____ SUPPLIED MATERIAL

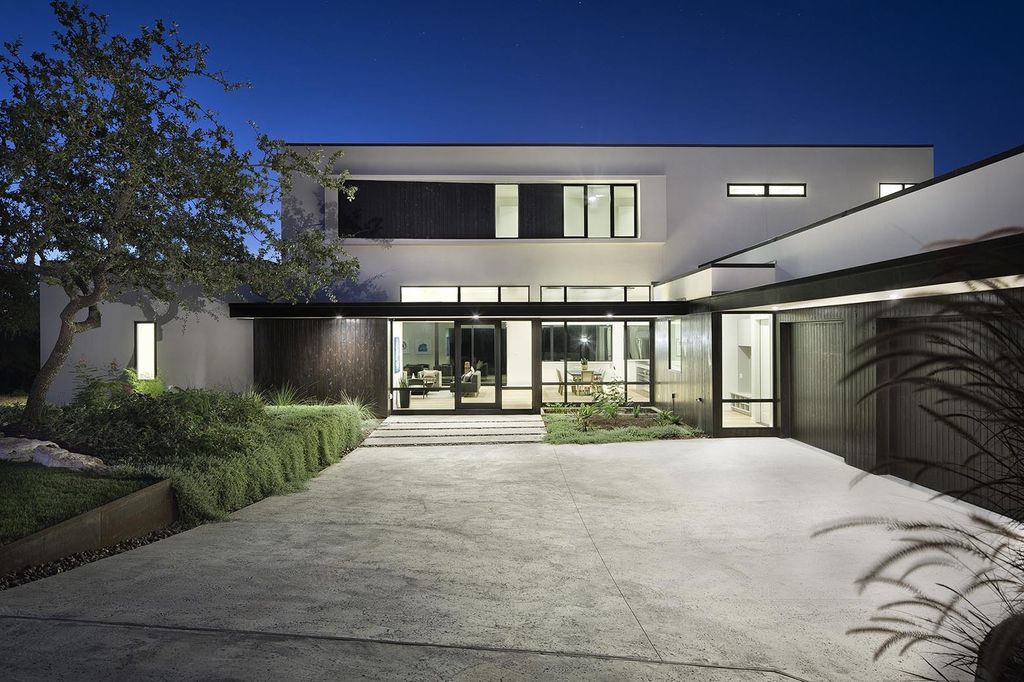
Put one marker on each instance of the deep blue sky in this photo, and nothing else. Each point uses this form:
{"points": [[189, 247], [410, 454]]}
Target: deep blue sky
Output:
{"points": [[943, 73]]}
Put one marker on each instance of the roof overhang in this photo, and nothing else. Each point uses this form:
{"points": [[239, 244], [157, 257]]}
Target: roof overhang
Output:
{"points": [[395, 310], [974, 261]]}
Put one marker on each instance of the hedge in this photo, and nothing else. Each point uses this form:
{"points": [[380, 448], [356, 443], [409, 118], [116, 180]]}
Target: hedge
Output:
{"points": [[296, 442]]}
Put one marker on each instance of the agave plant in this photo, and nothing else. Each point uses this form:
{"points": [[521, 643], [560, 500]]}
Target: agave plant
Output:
{"points": [[284, 395], [970, 378]]}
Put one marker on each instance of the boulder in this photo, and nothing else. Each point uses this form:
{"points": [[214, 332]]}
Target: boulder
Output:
{"points": [[48, 455]]}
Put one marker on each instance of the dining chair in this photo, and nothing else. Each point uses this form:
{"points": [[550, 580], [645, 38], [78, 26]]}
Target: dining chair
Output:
{"points": [[587, 381]]}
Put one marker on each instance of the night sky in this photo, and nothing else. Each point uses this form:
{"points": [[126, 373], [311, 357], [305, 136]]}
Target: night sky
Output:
{"points": [[942, 73]]}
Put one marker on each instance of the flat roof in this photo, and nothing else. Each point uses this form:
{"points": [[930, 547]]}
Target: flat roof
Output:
{"points": [[916, 187], [612, 144]]}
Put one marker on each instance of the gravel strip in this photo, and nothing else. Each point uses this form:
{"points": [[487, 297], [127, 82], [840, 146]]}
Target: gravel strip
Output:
{"points": [[36, 572]]}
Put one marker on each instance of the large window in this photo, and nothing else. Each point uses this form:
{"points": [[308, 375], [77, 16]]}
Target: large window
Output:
{"points": [[766, 189], [580, 358], [748, 381], [445, 294], [145, 349], [599, 294], [599, 211]]}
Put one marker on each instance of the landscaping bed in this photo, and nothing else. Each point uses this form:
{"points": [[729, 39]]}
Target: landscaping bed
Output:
{"points": [[566, 428], [33, 498]]}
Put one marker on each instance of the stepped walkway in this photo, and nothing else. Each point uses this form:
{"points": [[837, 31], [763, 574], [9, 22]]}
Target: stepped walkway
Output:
{"points": [[408, 430]]}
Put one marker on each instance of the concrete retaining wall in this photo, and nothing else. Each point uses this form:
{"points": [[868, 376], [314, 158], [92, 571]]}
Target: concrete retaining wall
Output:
{"points": [[130, 516]]}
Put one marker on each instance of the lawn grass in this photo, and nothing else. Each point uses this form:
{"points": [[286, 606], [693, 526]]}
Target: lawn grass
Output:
{"points": [[33, 497], [563, 429]]}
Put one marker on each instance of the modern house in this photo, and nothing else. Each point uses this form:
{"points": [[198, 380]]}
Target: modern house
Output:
{"points": [[727, 283]]}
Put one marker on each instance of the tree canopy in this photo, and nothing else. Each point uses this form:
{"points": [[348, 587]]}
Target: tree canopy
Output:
{"points": [[115, 178]]}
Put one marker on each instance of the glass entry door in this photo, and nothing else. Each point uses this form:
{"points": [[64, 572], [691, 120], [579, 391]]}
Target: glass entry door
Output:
{"points": [[477, 349]]}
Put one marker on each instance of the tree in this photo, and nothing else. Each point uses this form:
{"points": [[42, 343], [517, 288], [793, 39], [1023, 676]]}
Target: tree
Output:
{"points": [[113, 179]]}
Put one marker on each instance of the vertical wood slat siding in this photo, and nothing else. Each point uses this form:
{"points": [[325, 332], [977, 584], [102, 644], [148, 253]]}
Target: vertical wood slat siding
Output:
{"points": [[875, 432], [324, 357], [386, 209], [849, 427], [916, 435], [817, 408], [692, 385], [541, 211]]}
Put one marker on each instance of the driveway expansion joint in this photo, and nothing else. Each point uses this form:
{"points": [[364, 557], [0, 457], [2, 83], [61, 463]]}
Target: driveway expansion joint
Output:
{"points": [[269, 634], [601, 556]]}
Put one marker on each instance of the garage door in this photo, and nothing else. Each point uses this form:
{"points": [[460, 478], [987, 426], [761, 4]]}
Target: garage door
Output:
{"points": [[816, 367]]}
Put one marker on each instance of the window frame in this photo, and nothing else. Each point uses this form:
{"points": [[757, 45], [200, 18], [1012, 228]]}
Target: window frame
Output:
{"points": [[611, 205], [156, 334], [766, 189], [459, 289], [565, 292], [903, 186]]}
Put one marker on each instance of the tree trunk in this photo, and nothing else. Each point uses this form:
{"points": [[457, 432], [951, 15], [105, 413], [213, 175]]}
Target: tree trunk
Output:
{"points": [[58, 354]]}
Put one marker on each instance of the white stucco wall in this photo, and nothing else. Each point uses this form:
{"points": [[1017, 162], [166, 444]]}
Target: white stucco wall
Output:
{"points": [[958, 208], [198, 351], [685, 217]]}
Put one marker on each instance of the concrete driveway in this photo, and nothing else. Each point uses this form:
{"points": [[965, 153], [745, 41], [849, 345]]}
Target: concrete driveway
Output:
{"points": [[685, 560]]}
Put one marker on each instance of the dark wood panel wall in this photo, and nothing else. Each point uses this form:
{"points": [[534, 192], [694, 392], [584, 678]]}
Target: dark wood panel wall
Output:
{"points": [[872, 432], [386, 209], [542, 211], [324, 357], [817, 411], [849, 428], [691, 385]]}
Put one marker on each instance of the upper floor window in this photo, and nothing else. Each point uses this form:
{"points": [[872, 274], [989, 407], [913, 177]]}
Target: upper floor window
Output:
{"points": [[886, 188], [485, 294], [595, 294], [599, 211], [766, 189], [506, 211]]}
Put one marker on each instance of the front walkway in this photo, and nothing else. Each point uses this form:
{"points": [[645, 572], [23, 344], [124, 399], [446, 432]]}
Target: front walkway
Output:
{"points": [[457, 430], [672, 560]]}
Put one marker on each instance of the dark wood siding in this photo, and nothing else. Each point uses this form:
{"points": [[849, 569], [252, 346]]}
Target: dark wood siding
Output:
{"points": [[692, 385], [875, 432], [541, 209], [385, 209], [816, 407], [324, 357], [911, 434]]}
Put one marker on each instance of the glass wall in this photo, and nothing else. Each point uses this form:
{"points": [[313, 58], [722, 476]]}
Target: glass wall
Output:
{"points": [[580, 359], [422, 366], [517, 365], [748, 382], [425, 369]]}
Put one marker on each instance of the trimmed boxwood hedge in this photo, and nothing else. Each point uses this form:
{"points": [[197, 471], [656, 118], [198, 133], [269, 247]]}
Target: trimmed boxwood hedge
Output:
{"points": [[221, 451], [296, 442]]}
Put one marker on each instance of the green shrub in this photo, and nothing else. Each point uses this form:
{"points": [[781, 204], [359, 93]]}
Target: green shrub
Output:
{"points": [[284, 395], [566, 429], [222, 451], [295, 442]]}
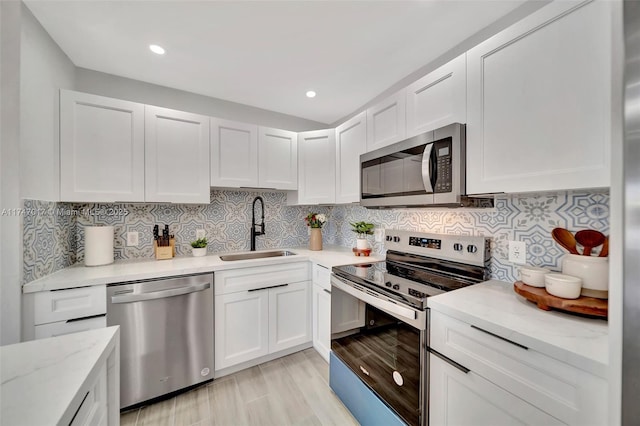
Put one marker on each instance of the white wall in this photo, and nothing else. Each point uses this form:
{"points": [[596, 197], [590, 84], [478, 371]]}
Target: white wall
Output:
{"points": [[10, 225], [516, 15], [44, 69], [134, 90]]}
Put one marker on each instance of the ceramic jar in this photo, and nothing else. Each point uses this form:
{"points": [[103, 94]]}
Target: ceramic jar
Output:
{"points": [[594, 272]]}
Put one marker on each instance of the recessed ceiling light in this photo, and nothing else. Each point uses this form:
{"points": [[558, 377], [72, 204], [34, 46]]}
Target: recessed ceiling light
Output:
{"points": [[156, 49]]}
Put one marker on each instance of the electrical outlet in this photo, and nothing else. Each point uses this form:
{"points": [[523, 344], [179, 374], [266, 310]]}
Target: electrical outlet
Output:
{"points": [[132, 239], [518, 252]]}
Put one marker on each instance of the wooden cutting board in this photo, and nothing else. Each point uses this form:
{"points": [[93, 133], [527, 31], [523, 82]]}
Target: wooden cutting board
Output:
{"points": [[582, 305]]}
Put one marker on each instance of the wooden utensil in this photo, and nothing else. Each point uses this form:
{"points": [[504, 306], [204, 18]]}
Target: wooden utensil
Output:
{"points": [[605, 248], [588, 238], [565, 239]]}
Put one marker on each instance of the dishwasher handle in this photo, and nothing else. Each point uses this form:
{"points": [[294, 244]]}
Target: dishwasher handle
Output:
{"points": [[129, 298]]}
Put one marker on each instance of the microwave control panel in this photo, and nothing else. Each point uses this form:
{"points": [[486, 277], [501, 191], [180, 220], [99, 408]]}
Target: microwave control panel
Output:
{"points": [[444, 163]]}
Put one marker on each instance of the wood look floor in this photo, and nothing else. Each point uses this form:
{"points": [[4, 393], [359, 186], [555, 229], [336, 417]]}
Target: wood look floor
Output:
{"points": [[293, 390]]}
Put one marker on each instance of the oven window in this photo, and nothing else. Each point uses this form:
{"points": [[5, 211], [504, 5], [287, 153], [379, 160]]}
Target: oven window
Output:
{"points": [[385, 354]]}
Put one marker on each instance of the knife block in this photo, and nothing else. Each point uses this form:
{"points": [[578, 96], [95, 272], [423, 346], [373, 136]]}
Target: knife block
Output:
{"points": [[166, 252]]}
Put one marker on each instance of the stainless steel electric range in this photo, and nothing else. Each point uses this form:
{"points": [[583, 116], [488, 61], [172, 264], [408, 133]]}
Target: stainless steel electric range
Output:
{"points": [[379, 365]]}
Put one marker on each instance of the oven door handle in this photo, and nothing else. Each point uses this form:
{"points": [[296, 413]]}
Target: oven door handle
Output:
{"points": [[374, 299]]}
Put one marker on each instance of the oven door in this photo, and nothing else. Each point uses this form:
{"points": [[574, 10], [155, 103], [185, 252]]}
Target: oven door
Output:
{"points": [[386, 351]]}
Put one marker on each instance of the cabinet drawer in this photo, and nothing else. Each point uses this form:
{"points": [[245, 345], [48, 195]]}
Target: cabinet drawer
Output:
{"points": [[321, 276], [61, 328], [61, 305], [565, 392], [253, 278]]}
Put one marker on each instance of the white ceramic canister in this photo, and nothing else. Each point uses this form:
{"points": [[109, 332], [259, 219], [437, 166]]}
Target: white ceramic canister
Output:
{"points": [[594, 272]]}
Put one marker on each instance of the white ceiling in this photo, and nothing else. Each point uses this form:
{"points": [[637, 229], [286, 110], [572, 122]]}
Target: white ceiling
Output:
{"points": [[267, 53]]}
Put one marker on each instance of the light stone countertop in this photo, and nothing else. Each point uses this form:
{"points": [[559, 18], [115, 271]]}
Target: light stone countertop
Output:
{"points": [[131, 270], [495, 307], [44, 381]]}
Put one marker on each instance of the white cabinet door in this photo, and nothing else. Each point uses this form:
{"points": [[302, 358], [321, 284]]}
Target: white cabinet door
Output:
{"points": [[539, 107], [321, 311], [347, 312], [289, 315], [316, 168], [278, 158], [386, 121], [101, 148], [439, 98], [176, 156], [241, 327], [351, 141], [234, 154], [460, 399]]}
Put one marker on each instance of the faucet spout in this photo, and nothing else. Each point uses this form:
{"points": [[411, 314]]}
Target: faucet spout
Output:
{"points": [[254, 231]]}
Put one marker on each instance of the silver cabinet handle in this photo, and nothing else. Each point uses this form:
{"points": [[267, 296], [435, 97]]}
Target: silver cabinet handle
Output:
{"points": [[129, 298], [448, 360], [427, 169], [266, 288], [500, 337]]}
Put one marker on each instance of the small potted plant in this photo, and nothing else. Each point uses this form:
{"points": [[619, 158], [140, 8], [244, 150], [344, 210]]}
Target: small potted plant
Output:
{"points": [[315, 222], [199, 247], [362, 229]]}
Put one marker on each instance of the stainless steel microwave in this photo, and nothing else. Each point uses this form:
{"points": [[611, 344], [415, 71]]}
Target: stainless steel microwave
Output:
{"points": [[425, 170]]}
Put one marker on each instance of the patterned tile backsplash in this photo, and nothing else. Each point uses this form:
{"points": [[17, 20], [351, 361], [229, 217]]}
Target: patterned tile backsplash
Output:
{"points": [[49, 240], [54, 241]]}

________

## YOUR INSTRUCTIONS
Check all the records above and select each line where the string "green" is found.

## RESPONSE TO THIS EXERCISE
Put one marker on each instance of the green shrub in this photo, and nothing else. Each point uses this form:
Target: green shrub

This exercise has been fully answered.